Two weeks later, the dean selected a man as school chair.

McKissick-Melton’s EEOC complaint alleged only that the dean had “displayed aggressive behavior toward me and another female colleague.”

She then filed a Title VII suit.

In dismissing the gender discrimination claim, U.S. District Judge Catherine Eagles said McKissick-Melton failed to produce enough evidence that the 2014 decision to name a man to chair the school was motivated by gender bias.

Eagles said there were no facts to support an inference of bias or a gender-based hostile work environment. For example, she said McKissick-Melton didn’t explain why she was more qualified than the male appointee and didn’t describe any particular incidents of discrimination against any women at NC Central.

As for retaliation, however, Eagles said the “timeline of event”—the two weeks between McKissick-Melton’s complaint to university officials and the appointment of a permanent chair—“raises a plausible interference that her protected activity was the cause of the adverse employment action taken against her.”

Bishop State prevails

Bishop State Community College has won a Title VII racial discrimination case filed by a White administrator who was terminated after two months on the job.

The college’s president hired John Lynam as executive director of workforce development in 2013 after an open search and over the objections of the African-American female dean of technical education and workforce development, according to the decision. The dean preferred a different White man she’d previously worked with but who didn’t make it to the screening committee’s finalist list.

During Lynam’s brief stay as a probationary full-time employee, he came under criticism from the dean for his work hours and job performance as well as for his handling of a leave after his ex-wife’s death.

The president fired Lynam on the dean’s recommendation.

U.S. District Judge Callie Granade in Mobile, Alabama, found no evidence that race was a factor in the termination.

:: What to do ::
Copy out the court rulings article starting with "Bishop State prevails" and going on through "committee’s finalist list.", switching "executive director" to "associate director". The listing has no connection to the court rulings article.

:: Supplied material ::
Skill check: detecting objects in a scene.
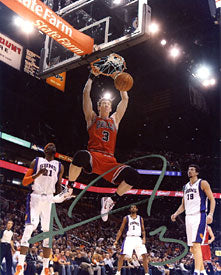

:: Your response ::
Bishop State prevails

Bishop State Community College has won a Title VII racial discrimination case filed by a White administrator who was terminated after two months on the job.

The college’s president hired John Lynam as associate director of workforce development in 2013 after an open search and over the objections of the African-American female dean of technical education and workforce development, according to the decision. The dean preferred a different White man she’d previously worked with but who didn’t make it to the screening committee’s finalist list.